▸ **RECORDS SUPPLIED**
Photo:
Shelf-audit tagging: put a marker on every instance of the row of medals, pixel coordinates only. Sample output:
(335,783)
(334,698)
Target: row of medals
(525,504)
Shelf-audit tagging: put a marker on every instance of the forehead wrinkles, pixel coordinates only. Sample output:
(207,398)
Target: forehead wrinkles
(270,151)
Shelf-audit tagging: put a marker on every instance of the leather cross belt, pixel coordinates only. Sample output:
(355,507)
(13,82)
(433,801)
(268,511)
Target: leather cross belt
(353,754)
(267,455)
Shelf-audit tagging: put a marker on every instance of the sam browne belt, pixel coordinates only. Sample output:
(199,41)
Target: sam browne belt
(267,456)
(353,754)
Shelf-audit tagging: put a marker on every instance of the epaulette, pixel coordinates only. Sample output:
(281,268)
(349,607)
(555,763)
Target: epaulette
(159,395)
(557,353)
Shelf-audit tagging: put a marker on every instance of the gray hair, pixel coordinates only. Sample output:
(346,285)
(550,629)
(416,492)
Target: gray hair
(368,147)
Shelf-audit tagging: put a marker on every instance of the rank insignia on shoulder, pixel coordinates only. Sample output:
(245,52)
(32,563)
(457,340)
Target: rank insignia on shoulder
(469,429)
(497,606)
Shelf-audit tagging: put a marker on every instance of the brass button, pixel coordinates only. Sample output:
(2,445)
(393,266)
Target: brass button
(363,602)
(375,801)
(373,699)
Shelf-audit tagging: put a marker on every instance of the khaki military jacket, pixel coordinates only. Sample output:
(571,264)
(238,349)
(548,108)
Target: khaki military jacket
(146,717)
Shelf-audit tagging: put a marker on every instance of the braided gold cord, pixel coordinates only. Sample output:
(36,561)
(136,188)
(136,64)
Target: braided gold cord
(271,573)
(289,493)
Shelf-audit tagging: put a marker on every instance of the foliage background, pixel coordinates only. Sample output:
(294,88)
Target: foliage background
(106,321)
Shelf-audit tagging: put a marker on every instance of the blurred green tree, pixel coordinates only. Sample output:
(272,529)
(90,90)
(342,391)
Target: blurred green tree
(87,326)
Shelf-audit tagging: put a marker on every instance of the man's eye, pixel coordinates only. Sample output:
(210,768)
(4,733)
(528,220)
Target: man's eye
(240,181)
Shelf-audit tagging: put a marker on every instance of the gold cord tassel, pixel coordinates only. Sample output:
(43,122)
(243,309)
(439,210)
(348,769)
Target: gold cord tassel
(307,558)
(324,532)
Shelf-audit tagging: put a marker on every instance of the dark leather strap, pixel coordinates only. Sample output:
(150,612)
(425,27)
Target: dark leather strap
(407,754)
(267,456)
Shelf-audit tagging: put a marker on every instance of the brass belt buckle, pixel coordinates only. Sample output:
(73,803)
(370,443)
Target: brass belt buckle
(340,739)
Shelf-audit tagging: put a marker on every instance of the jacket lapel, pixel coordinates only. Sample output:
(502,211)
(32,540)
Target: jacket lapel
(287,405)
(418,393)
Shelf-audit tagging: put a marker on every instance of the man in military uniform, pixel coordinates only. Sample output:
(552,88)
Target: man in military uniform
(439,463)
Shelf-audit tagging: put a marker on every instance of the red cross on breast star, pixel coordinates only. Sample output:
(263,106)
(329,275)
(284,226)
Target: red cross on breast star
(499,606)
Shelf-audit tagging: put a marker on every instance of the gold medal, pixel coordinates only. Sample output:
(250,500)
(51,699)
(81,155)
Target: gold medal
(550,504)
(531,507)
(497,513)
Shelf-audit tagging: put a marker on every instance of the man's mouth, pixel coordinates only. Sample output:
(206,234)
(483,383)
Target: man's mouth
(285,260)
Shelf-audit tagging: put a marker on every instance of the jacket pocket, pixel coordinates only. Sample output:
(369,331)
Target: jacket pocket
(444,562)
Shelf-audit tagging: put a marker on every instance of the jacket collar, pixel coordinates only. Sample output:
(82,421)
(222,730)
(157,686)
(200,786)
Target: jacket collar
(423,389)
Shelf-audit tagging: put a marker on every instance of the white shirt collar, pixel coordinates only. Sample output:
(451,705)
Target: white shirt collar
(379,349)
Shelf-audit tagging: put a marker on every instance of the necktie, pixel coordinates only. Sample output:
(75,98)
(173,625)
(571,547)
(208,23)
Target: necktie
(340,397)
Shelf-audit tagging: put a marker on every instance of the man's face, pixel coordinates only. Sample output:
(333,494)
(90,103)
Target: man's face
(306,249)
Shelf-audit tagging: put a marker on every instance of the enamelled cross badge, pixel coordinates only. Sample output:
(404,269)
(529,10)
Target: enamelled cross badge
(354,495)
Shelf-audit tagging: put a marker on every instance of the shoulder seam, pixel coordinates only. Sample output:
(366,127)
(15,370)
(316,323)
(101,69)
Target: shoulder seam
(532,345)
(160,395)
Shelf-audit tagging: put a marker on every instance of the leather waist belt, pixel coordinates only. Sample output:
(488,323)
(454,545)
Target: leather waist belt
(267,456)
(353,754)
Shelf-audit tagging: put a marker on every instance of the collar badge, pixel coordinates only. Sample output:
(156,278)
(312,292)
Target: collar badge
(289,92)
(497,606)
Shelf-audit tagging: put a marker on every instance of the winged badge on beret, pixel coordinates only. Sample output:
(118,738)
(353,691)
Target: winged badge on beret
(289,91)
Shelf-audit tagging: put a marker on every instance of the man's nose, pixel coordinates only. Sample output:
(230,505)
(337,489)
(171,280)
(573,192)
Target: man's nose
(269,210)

▸ **SHORT EXERCISE**
All of the material above needs to be copied exactly.

▸ **WRITTEN SOLUTION**
Photo:
Shelf-audit tagging: put a marker on every instance of the row of medals, pixel coordinates only. Sample output:
(335,783)
(334,698)
Target: row of medals
(525,504)
Shelf-audit tagging: put a marker on every instance of the forehead wrinkles, pixel coordinates only. Sample output:
(207,398)
Target: forehead wrinkles
(270,151)
Shelf-audit tagging: put a marker on every instance of the leather cross belt, pixel coordinates only. Sample output:
(355,507)
(13,82)
(433,801)
(268,511)
Target: leather cross belt
(353,754)
(267,455)
Shelf-audit tagging: put a marker on every instance of the sam browne belt, pixel coordinates only. Sample output:
(199,41)
Target: sam browne belt
(267,456)
(353,754)
Shelf-audit tagging: put a marker on every instance of the epaulette, pixel coordinates only. Sample output:
(281,268)
(349,607)
(555,763)
Target: epaulette
(159,395)
(557,353)
Shelf-audit tagging: put a marker on every instance of the gray hair, pixel coordinates only. Sample output:
(346,285)
(550,629)
(416,492)
Target: gray hair
(368,147)
Shelf-audit tagging: put a marker on every instance of the rank insignia on shoulder, pixel coordinates only. Sample output:
(245,52)
(32,563)
(457,340)
Target: rank insignia on shoulder
(469,429)
(497,606)
Shelf-audit tagging: put a marker on every instance of the brass button, pixel coordinates only. Sample output:
(2,445)
(393,266)
Target: brass button
(363,602)
(375,801)
(373,699)
Shelf-audit tagging: put a marker on every instance of the khaki military jacket, pixel coordinates only. Sample output:
(571,264)
(238,349)
(548,108)
Target: khaki military jacket
(146,717)
Shelf-audit tagging: put a marker on every instance of the braided gold cord, pixel coordinates only. Sample output:
(36,561)
(136,188)
(136,64)
Target: braided gold cord
(271,573)
(289,493)
Shelf-audit tagging: put a marker on every instance of the foliage background, pixel coordinates only. Sample output:
(294,88)
Target: foliage background
(106,321)
Shelf-audit tagging: put a marker on every instance of the blurred green tree, pixel coordinates only. Sample output:
(272,529)
(90,90)
(342,391)
Target: blurred green tree
(87,326)
Shelf-audit tagging: put a marker on every instance of the man's eye, pixel coordinates only. Sample output:
(210,768)
(4,733)
(528,220)
Target: man's eye
(240,181)
Shelf-audit tagging: put a marker on every instance of the gold cord tassel, pixel coordinates only. Sample output:
(43,122)
(243,309)
(439,210)
(348,769)
Target: gold cord tassel
(307,558)
(324,532)
Shelf-audit tagging: put a marker on every instance of the dark leather strap, pixel coordinates only. Sample output:
(150,612)
(425,27)
Target: dark leather strap
(407,754)
(267,456)
Shelf-audit tagging: put a marker on every instance of the brass belt buckle, pixel coordinates only. Sample output:
(73,803)
(370,443)
Target: brass belt buckle
(340,739)
Shelf-audit tagging: put a marker on every instance of the jacket lapel, pixel coordinates only. Sample output:
(502,211)
(32,540)
Target: jacket lapel
(287,405)
(418,393)
Shelf-audit tagging: put a marker on every instance of the man in military uniform, pixel coordinates only. Sample output:
(552,88)
Target: man in military uniform
(439,463)
Shelf-audit tagging: put a marker on every instance of the red cross on breast star, pixel coordinates only. Sample output:
(263,106)
(329,275)
(284,226)
Target: red cross on breast star
(499,606)
Shelf-audit tagging: put a marker on every instance of the gold medal, pixel coordinates only. Sample output:
(250,500)
(51,699)
(81,155)
Target: gold medal
(550,504)
(531,507)
(497,513)
Shelf-audit tagging: put a marker on every instance of the man's mouth, pixel coordinates only. Sample output:
(206,234)
(483,383)
Target: man's mouth
(285,260)
Shelf-audit tagging: put a marker on every instance of the jacket pocket, pixel coordinates only. Sample output:
(369,331)
Target: jacket pocket
(444,562)
Shelf-audit tagging: put a marker on every instance of the jacket collar, pixel coordinates only. Sample output:
(82,421)
(222,730)
(157,686)
(200,786)
Target: jacket collar
(423,389)
Shelf-audit tagging: put a marker on every instance of the white shirt collar, pixel coordinates only. Sample output:
(451,705)
Target: white shirt collar
(379,349)
Shelf-audit tagging: put a marker on every instance of the necktie, pixel coordinates only. Sample output:
(75,98)
(173,625)
(571,547)
(208,23)
Target: necktie
(340,397)
Shelf-audit tagging: put a marker on every instance of the man's face, pixel coordinates only. Sample output:
(333,494)
(90,103)
Target: man's face
(306,249)
Shelf-audit tagging: put a marker on every instance of the enamelled cross badge, pixel coordinates only. Sample output:
(404,269)
(529,10)
Target: enamelled cross badge
(354,495)
Shelf-audit tagging: put a marker on every instance of the shoulder seam, pixel coordinates only. Sample output:
(366,127)
(15,370)
(316,323)
(101,69)
Target: shoulder seam
(532,345)
(160,395)
Shelf-audit tagging: put a marker on every instance of the leather waist belt, pixel coordinates only. Sample output:
(488,323)
(454,545)
Target: leather waist belt
(267,456)
(353,754)
Shelf-audit tagging: put a marker on every instance of the collar badge, pixel coordinates only. Sample output:
(156,278)
(312,292)
Target: collar badge
(289,92)
(497,606)
Shelf-audit tagging: put a marker on every instance of the winged badge on beret, pixel coordinates only. Sample output:
(118,738)
(353,691)
Target: winged badge on beret
(289,91)
Shelf-audit tagging: put a marker on every instance of the man's nose, pixel coordinates only. Sample output:
(230,505)
(337,489)
(171,280)
(573,192)
Target: man's nose
(269,210)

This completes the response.